Exercise details:
Read the data below line by line and copy each one with "query" in it.

### Extracted material

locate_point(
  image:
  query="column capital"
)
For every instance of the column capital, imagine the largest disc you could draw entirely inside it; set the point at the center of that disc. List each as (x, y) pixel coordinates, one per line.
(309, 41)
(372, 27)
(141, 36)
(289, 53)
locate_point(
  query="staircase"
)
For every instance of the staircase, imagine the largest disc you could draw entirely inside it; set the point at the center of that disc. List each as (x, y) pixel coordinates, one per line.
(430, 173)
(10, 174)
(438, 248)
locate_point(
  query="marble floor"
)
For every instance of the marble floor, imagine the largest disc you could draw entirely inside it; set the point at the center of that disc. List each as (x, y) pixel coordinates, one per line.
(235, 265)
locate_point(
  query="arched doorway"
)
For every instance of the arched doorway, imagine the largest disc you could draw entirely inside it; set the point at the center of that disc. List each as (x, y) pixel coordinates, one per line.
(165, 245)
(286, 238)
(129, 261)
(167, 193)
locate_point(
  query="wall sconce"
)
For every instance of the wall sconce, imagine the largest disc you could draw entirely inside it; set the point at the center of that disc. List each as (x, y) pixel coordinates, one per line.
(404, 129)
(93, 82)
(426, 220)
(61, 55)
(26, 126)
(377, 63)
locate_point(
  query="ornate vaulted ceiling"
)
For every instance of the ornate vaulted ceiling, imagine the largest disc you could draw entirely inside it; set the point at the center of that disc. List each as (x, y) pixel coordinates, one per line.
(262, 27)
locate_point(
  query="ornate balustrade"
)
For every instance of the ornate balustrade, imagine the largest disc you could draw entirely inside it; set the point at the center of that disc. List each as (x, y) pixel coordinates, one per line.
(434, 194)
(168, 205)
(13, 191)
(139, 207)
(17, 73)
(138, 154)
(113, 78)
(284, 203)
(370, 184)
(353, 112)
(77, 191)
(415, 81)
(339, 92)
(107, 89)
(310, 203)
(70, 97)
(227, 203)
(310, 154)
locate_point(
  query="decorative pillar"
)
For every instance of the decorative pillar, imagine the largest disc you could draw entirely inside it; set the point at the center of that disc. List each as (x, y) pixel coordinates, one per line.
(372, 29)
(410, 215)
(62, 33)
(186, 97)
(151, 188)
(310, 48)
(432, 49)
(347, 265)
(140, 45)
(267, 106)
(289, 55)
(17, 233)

######
### Extracted material

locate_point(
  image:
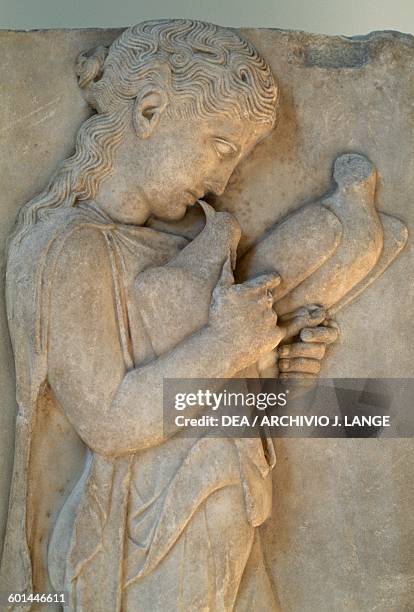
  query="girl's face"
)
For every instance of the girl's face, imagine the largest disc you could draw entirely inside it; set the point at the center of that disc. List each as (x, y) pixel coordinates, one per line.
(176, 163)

######
### Extracted material

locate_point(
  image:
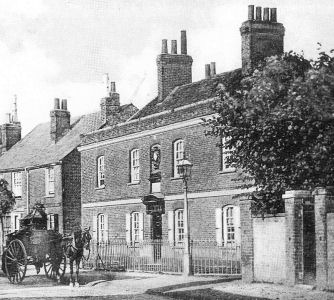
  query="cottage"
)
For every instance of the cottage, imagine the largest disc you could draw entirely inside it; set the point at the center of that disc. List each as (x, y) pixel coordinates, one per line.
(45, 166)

######

Written response:
  query="column capital"
  query="staircase"
  query="marble floor"
  query="arched doorway"
  query="wall sconce"
  query="ornate vaulted ceiling"
  query="ornate balustrade"
  query="decorative pillar"
  query="girl's face"
  query="cottage"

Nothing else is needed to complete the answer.